EXERCISE PASSAGE
▼

- Occupation: Journalist

= Yusuf Jameel =

Yusuf Jameel (born 3 March 1958) is a Kashmiri journalist known for his coverage of the Kashmir conflict, the disputed Himalayan region over which India and Pakistan have fought two of their three wars since independence from Britain in 1947. Kashmir. Jameel has written for BBC News, Reuters, Time, Voice of America, the New York Times, and the Indian newspapers Deccan Chronicle and the Asian Age. He received an International Press Freedom Award from the Committee to Protect Journalists in 1996, which recognised him as having had "to withstand pressure and attacks from all parties to the conflict in Kashmir".

== Early career ==
Jameel began working as a journalist in college for Aabshaar magazine. He went on to work for the Urdu paper Aftab before joining the Telegraph in 1983. In mid-1984, he also began working for the BBC and Reuters.

== Abduction and attacks ==
On 2 June 1990, Jameel was seized from his home by the Indian Army, taken to a base in the Kashmir conflict zone, and, based on what the officials later admitted to was incorrect information, questioned about his links to militants. After initially denying the detention, the army released him 30 hours later. Three of the army officers involved were later disciplined.

▲

DATA TO EXAMINE
▼

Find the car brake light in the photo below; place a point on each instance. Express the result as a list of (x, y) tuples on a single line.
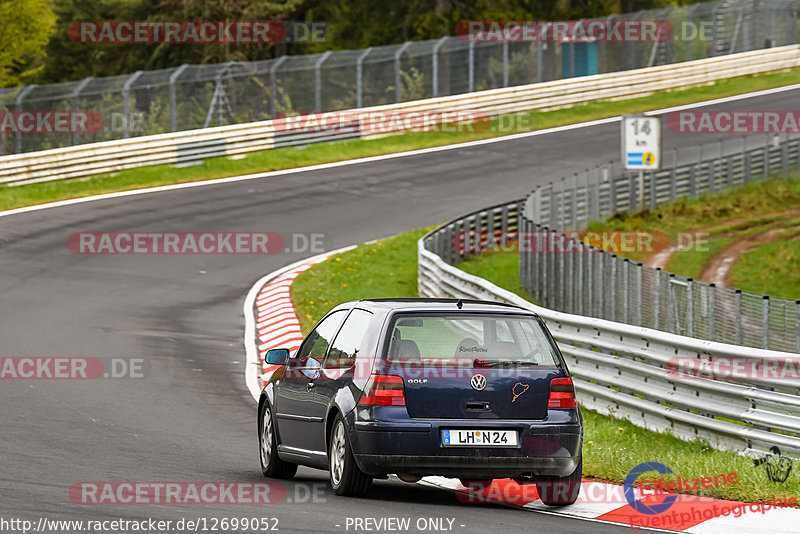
[(562, 393), (384, 390)]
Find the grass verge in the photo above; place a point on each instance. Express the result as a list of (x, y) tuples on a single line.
[(612, 447), (284, 158), (770, 269)]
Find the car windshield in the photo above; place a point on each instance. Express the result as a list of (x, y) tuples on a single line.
[(487, 340)]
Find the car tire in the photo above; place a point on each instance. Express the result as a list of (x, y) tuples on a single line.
[(561, 491), (271, 464), (346, 478)]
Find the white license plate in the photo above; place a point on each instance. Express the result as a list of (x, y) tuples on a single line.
[(479, 438)]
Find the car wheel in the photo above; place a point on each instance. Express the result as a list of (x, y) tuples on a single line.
[(560, 491), (271, 465), (346, 477)]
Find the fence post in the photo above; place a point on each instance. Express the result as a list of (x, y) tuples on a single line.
[(765, 318), (657, 298), (75, 94), (673, 187), (273, 85), (471, 50), (690, 307), (639, 291), (360, 76), (126, 92), (738, 312), (797, 324), (625, 291), (20, 98), (435, 57), (398, 94), (712, 313), (613, 283), (745, 161), (318, 80), (766, 156), (173, 99), (505, 62)]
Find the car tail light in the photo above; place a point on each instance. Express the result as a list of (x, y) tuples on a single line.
[(384, 390), (562, 393)]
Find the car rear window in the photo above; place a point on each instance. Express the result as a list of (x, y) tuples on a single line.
[(493, 339)]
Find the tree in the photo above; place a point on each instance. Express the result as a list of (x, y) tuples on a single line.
[(25, 28)]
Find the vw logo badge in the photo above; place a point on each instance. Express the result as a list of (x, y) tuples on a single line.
[(478, 382)]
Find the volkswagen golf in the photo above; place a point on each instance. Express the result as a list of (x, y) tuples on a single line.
[(466, 389)]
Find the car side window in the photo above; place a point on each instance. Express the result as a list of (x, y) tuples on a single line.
[(316, 344), (348, 341)]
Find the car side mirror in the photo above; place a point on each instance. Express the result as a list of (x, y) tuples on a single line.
[(277, 356)]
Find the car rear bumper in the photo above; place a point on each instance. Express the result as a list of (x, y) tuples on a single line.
[(415, 447)]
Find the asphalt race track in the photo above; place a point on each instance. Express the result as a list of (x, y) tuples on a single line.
[(191, 418)]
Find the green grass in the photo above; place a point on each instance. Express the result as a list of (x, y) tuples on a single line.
[(691, 260), (746, 202), (283, 158), (771, 269), (386, 268), (612, 447), (499, 268)]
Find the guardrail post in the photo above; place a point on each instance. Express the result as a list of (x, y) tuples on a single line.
[(765, 318), (714, 30), (318, 80), (126, 91), (173, 99), (360, 76), (797, 325), (579, 291), (712, 313), (625, 291), (273, 85), (639, 291), (673, 186), (656, 297), (505, 62), (398, 95), (766, 156), (75, 94), (690, 307), (471, 50), (613, 286), (18, 104), (738, 312), (745, 161), (785, 157), (435, 65)]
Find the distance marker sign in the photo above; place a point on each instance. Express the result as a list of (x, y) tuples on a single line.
[(641, 142)]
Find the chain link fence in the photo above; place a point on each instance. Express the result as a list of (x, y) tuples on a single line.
[(198, 96), (568, 275)]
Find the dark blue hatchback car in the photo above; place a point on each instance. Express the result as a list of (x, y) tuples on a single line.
[(415, 387)]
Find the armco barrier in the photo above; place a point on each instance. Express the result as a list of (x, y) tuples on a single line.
[(197, 145), (622, 370), (641, 295)]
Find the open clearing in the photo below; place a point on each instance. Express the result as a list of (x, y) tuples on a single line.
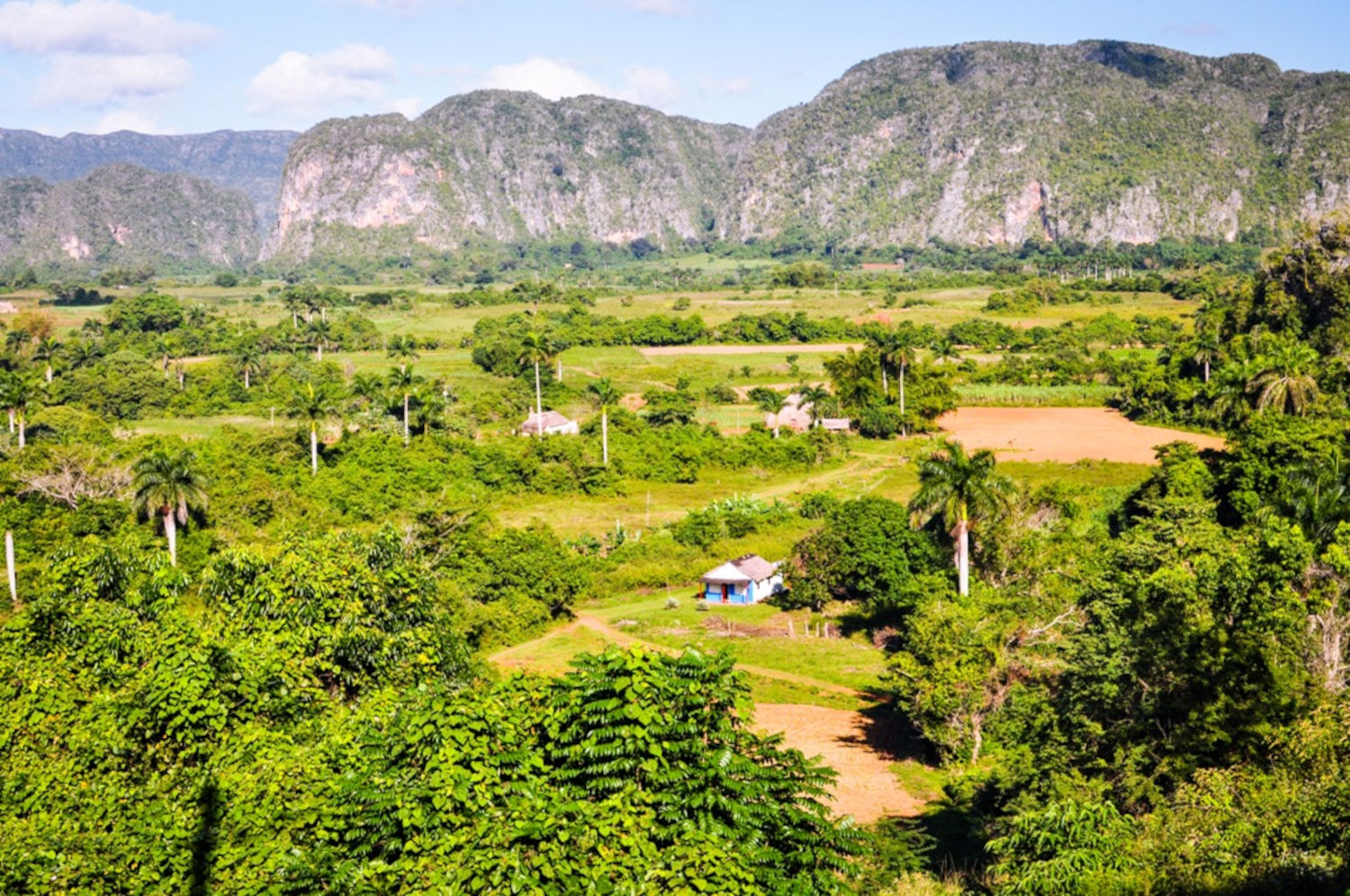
[(855, 747), (786, 348), (1064, 435)]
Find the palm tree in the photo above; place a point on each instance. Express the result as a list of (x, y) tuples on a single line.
[(7, 396), (404, 381), (315, 405), (536, 348), (80, 353), (248, 361), (906, 353), (46, 351), (885, 343), (366, 388), (964, 490), (604, 396), (402, 348), (1206, 351), (170, 486), (427, 407), (1287, 383), (770, 402), (944, 350), (319, 334), (815, 397), (19, 394)]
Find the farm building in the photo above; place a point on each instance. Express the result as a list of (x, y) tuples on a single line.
[(551, 424), (747, 579)]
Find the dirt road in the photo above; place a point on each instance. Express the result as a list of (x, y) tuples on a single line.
[(1064, 435)]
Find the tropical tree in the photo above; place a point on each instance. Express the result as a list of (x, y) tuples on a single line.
[(319, 332), (1287, 383), (18, 396), (46, 351), (367, 388), (312, 404), (1206, 350), (428, 405), (964, 490), (404, 348), (80, 353), (770, 401), (170, 486), (248, 361), (604, 396), (815, 397), (404, 381), (944, 350), (537, 348)]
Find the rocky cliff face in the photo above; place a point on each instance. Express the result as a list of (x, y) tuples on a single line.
[(505, 166), (1001, 142), (245, 161), (122, 213)]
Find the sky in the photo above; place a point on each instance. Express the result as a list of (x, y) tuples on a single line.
[(191, 67)]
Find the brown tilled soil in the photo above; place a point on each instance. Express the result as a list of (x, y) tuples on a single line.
[(793, 348), (1063, 434), (856, 747)]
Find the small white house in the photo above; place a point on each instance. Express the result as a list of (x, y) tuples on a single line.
[(747, 579), (550, 424)]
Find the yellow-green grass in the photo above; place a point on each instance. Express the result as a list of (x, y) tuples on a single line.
[(1014, 396)]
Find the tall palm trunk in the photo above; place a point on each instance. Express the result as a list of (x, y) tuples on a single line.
[(963, 558), (539, 405), (8, 569), (172, 532)]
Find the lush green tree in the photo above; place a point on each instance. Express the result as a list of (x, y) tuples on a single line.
[(537, 347), (312, 404), (604, 394), (169, 486), (964, 490)]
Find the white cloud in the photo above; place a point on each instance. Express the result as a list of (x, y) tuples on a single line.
[(731, 86), (655, 7), (99, 80), (300, 83), (650, 86), (554, 80), (100, 53), (550, 78), (127, 121), (94, 27)]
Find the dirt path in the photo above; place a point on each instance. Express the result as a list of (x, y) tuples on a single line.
[(853, 745), (791, 348), (859, 748), (1063, 435)]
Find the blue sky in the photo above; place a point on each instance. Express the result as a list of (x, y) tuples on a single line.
[(176, 67)]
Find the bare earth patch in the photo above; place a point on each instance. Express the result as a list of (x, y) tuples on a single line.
[(858, 748), (1063, 435), (658, 351)]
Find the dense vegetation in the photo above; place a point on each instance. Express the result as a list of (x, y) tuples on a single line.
[(262, 660)]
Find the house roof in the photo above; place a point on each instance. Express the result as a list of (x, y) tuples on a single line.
[(750, 567), (551, 418)]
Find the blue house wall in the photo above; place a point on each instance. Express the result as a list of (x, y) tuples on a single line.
[(736, 594)]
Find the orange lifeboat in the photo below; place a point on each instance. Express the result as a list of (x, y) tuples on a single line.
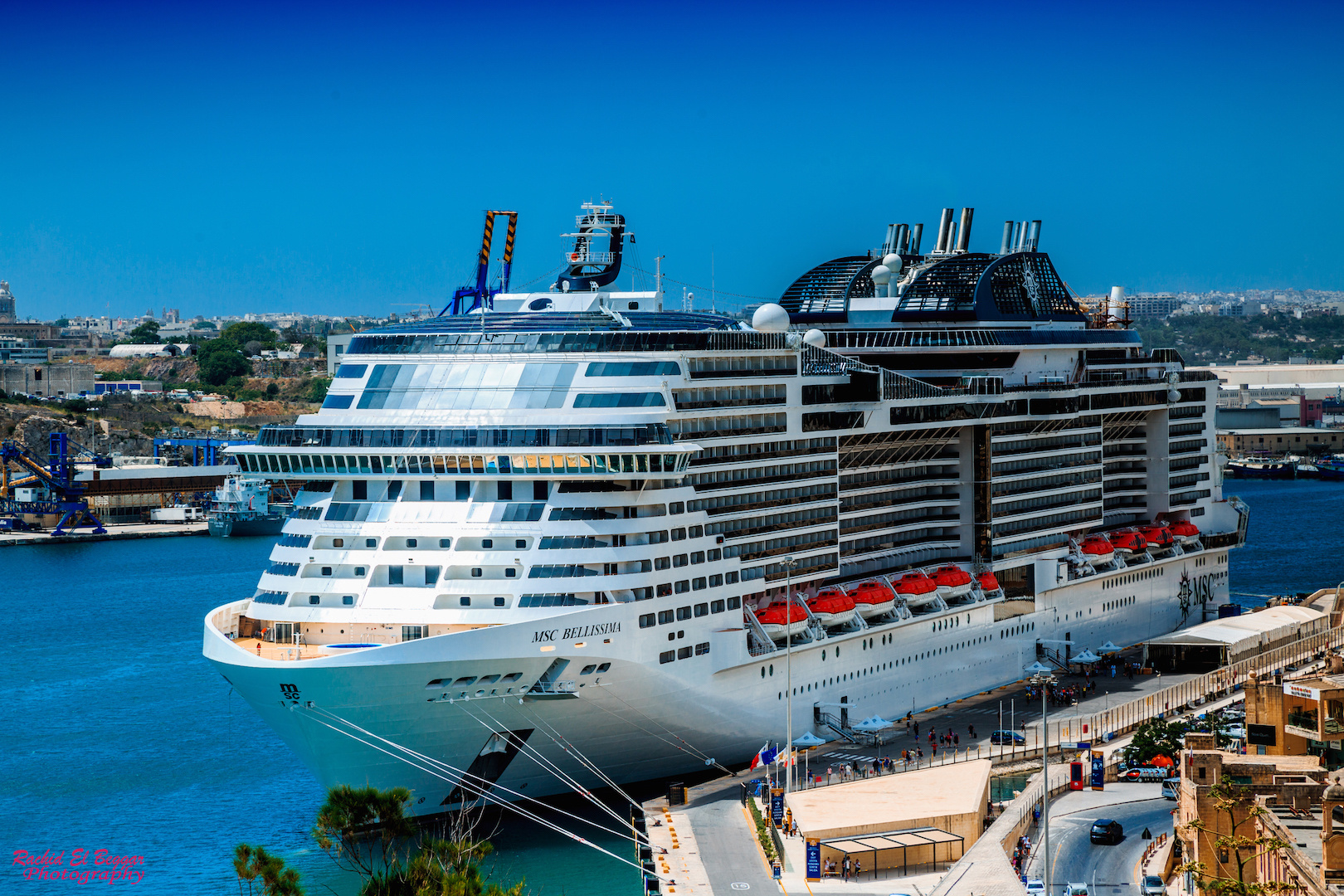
[(782, 621), (1186, 533), (1157, 535), (1127, 542), (917, 589), (952, 581), (873, 599), (832, 607), (1098, 550)]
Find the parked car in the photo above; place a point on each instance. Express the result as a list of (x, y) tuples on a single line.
[(1107, 832)]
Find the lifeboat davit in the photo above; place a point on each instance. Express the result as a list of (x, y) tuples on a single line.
[(1127, 542), (780, 622), (832, 607), (1098, 550), (1157, 535), (953, 582), (917, 589), (873, 599), (1186, 533)]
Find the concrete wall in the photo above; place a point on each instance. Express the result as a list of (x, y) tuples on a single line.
[(47, 379)]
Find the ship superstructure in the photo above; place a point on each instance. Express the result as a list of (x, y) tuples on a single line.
[(572, 518)]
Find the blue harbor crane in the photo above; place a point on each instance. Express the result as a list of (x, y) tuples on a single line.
[(43, 488), (480, 292)]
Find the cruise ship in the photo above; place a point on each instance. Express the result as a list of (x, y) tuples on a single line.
[(559, 531)]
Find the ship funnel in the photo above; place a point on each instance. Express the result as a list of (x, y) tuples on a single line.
[(944, 231), (964, 236)]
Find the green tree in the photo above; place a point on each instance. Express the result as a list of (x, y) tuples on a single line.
[(144, 334), (218, 360), (245, 332), (1155, 738), (256, 867), (1242, 845)]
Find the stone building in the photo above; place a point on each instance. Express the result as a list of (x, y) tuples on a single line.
[(67, 379), (1291, 781)]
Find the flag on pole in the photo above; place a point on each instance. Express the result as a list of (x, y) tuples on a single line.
[(765, 757)]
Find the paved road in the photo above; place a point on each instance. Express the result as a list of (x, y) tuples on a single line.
[(728, 845), (1108, 871)]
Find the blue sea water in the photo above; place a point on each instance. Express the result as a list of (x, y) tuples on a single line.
[(119, 737)]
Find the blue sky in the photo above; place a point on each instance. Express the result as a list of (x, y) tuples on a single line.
[(336, 158)]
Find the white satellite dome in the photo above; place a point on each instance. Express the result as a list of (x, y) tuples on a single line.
[(771, 319)]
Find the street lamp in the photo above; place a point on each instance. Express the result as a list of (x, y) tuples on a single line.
[(788, 563), (1042, 679)]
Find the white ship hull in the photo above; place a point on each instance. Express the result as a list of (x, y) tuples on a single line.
[(632, 719)]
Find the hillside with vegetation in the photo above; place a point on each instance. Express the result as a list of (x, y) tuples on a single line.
[(1210, 338)]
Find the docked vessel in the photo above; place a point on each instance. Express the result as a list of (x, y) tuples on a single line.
[(565, 523), (242, 507)]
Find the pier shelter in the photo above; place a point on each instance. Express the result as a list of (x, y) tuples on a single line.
[(917, 818)]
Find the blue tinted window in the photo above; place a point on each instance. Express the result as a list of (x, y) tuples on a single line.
[(635, 368), (619, 399)]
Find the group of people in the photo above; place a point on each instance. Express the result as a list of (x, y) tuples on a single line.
[(849, 868), (1020, 853)]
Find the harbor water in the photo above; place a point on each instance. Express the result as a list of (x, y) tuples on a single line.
[(123, 738)]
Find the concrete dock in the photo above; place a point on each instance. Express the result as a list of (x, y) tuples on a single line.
[(116, 533)]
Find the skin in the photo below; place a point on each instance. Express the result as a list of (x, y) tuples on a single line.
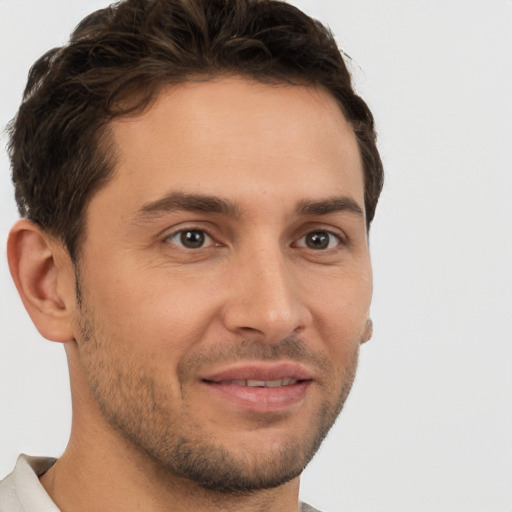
[(157, 319)]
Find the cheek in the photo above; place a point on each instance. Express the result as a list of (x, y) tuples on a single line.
[(152, 312)]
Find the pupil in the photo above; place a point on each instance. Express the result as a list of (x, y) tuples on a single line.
[(317, 240), (192, 239)]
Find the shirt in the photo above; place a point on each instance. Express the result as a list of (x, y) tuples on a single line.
[(21, 490)]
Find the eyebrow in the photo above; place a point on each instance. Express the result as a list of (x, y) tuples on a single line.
[(330, 205), (201, 203), (178, 201)]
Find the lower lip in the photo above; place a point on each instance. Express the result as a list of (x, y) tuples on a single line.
[(261, 399)]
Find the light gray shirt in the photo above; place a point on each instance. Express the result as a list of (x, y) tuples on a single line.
[(21, 491)]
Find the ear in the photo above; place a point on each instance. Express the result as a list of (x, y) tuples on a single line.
[(44, 276), (368, 331)]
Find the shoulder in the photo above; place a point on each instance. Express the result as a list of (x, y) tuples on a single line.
[(21, 491)]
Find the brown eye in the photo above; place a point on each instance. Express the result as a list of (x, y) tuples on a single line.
[(191, 238), (319, 240)]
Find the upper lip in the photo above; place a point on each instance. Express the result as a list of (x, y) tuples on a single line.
[(260, 371)]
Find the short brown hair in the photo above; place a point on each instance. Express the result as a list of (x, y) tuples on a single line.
[(59, 150)]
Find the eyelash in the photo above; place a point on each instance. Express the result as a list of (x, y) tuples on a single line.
[(339, 240)]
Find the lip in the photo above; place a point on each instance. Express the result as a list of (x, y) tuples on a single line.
[(224, 387), (260, 371)]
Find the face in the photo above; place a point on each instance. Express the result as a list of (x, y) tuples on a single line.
[(225, 280)]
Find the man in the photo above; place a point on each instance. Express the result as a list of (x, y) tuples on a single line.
[(196, 180)]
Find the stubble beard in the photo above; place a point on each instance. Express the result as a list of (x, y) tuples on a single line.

▲

PROBLEMS AND TASKS
[1] According to the Yusuf Jameel article, how long after his seizure did the army release him?
[2] Write the next part of the Yusuf Jameel article, picking up after its last sentence.

RESULTS FOR THE EXERCISE
[1] 30 hours later.

[2]
In two incidents in 1992, grenades were thrown at Jameel's home. In the same year, he was hospitalised after a beating by Indian security forces while trying to cover a protest march.

In September 1995, Asian News International cameraman Mushtaq Ali was killed when he opened a letter bomb addressed to Jameel, who was then working for the BBC. Jameel was injured in the attack. After the incident, he moved to London for a few months before returning to India. Though no one was ever arrested for the attack, it later surfaced that the bomb had been sent to him by army personnel. Jameel expressed disappointment in the BBC's response to the attack, saying that though he was taken to London for receiving treatment to his injuries they failed to keep the promise to compensate him financially. He was also barred from further reporting on Kashmir before firing him a year later.

== Awards and recognition ==
In 2006, he won the Best Journalist/Writer award from the South Asian Free Media Association (SAFMA).